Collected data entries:
——————————
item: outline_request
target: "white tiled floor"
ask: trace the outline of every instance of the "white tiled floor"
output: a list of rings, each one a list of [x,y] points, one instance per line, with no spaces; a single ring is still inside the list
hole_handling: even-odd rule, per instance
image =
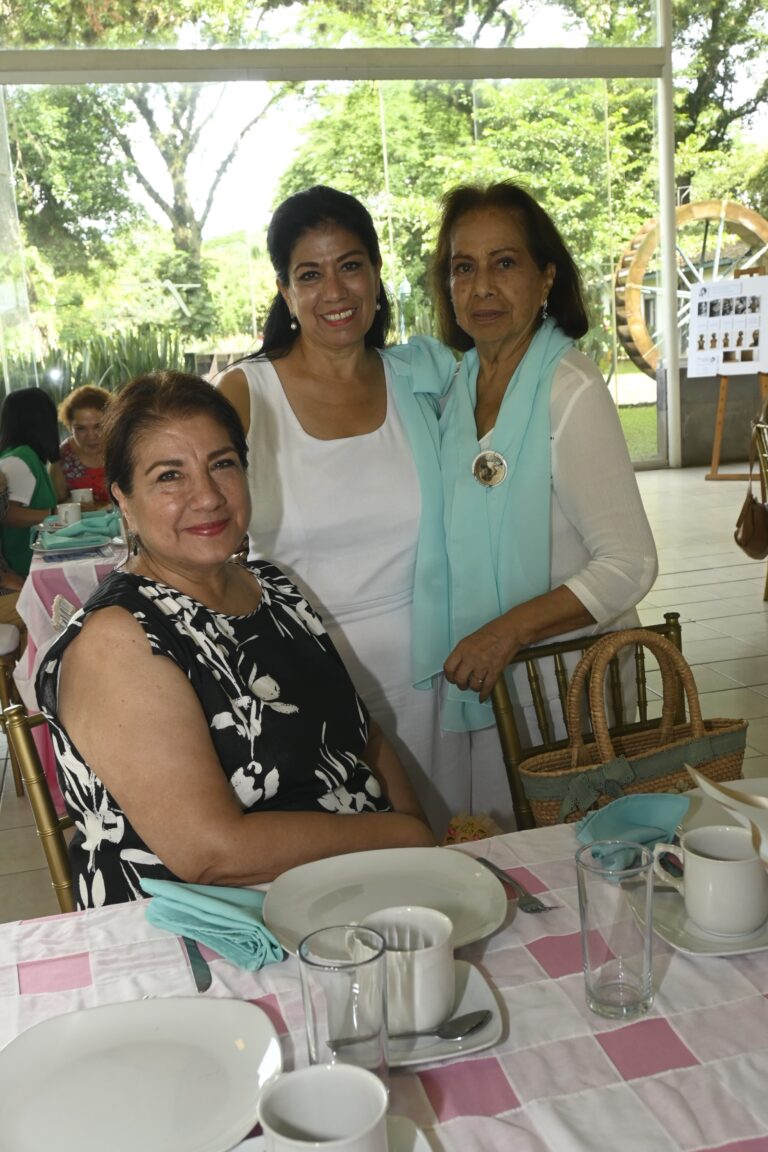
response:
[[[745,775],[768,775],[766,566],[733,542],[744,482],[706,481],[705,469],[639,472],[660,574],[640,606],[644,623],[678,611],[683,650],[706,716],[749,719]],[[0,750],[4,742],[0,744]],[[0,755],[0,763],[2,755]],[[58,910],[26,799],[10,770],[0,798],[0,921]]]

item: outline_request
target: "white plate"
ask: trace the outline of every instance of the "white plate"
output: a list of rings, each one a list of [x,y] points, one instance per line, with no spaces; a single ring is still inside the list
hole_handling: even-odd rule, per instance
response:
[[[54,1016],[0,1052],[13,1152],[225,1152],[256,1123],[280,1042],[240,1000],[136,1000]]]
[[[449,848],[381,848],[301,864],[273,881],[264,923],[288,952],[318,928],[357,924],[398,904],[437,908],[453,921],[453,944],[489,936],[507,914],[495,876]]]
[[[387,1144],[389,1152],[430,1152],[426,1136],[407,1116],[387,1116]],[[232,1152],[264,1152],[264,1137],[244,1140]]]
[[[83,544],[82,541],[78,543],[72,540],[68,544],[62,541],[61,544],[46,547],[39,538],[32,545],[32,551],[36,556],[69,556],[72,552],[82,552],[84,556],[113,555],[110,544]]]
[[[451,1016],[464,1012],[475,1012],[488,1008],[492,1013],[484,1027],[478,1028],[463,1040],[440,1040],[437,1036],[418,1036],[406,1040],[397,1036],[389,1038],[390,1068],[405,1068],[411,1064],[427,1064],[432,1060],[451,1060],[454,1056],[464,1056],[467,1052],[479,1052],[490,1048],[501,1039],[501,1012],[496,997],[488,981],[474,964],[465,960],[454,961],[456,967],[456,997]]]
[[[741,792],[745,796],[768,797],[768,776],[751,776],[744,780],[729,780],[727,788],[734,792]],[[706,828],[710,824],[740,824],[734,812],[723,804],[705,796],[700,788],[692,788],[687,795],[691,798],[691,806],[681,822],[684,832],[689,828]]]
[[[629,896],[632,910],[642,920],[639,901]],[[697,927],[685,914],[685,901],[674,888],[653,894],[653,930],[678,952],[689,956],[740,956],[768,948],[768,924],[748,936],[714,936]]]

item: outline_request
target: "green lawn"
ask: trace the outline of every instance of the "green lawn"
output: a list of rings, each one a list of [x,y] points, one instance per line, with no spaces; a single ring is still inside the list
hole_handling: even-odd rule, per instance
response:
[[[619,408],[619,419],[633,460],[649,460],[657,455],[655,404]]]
——————————
> Activity:
Now transcribe all the entries above exactly, so that no picture is carried over.

> Answer to this exercise:
item: outline_request
target: "white tiled floor"
ask: trace the outline of every instance of the "white tiled floor"
output: a list of rings, each one a list of [x,y] points, one instance per line, with no spaces; a single ring is still inside the list
hole_handling: even-odd rule, per instance
image =
response:
[[[745,775],[768,775],[766,566],[733,542],[744,482],[706,481],[705,469],[639,472],[660,574],[640,606],[644,623],[678,611],[683,650],[706,716],[749,719]],[[0,750],[4,742],[0,744]],[[0,755],[0,763],[2,755]],[[58,910],[26,799],[10,770],[0,798],[0,921]]]

item: outline_request
target: "white plate"
ask: trace the outline of every instance of the "white plate"
output: a list of rings, each one a list of [x,y] points, one instance per line, with no spaces; a single ring is still inside the list
hole_handling: even-odd rule, per instance
response:
[[[54,1016],[0,1052],[13,1152],[225,1152],[256,1123],[280,1042],[240,1000],[136,1000]]]
[[[449,848],[381,848],[301,864],[273,881],[264,923],[288,952],[318,928],[357,924],[398,904],[437,908],[453,921],[453,944],[489,936],[507,914],[495,876]]]
[[[387,1144],[389,1152],[430,1152],[426,1136],[407,1116],[387,1116]],[[232,1152],[264,1152],[264,1137],[244,1140]]]
[[[83,544],[82,541],[78,543],[72,540],[68,544],[62,541],[61,544],[46,547],[39,538],[32,545],[32,551],[36,556],[69,556],[72,552],[82,552],[84,556],[113,555],[110,544]]]
[[[451,1016],[464,1012],[475,1012],[488,1008],[492,1013],[484,1027],[478,1028],[463,1040],[440,1040],[437,1036],[418,1036],[406,1040],[397,1036],[389,1038],[390,1068],[405,1068],[411,1064],[427,1064],[432,1060],[451,1060],[454,1056],[464,1056],[467,1052],[479,1052],[490,1048],[501,1039],[501,1012],[496,997],[488,981],[474,964],[465,960],[454,961],[456,967],[456,997]]]
[[[741,792],[745,796],[768,797],[768,776],[751,776],[744,780],[729,780],[727,788],[734,792]],[[706,828],[710,824],[740,824],[734,812],[723,804],[705,796],[700,788],[692,788],[687,795],[691,798],[691,806],[681,822],[684,832],[689,828]]]
[[[629,896],[632,910],[642,920],[639,901]],[[697,927],[685,914],[685,901],[674,888],[653,894],[653,930],[678,952],[689,956],[740,956],[768,948],[768,924],[748,936],[714,936]]]

item: outline_request
target: "green lawn"
ask: trace the outline of every instance of the "green lawn"
output: a list of rings, each one a list of [x,y] points, one instance per line, with no spaces; a single ring is still inside the list
hole_handling: even-odd rule, per instance
response:
[[[619,408],[619,419],[633,460],[649,460],[657,455],[655,404]]]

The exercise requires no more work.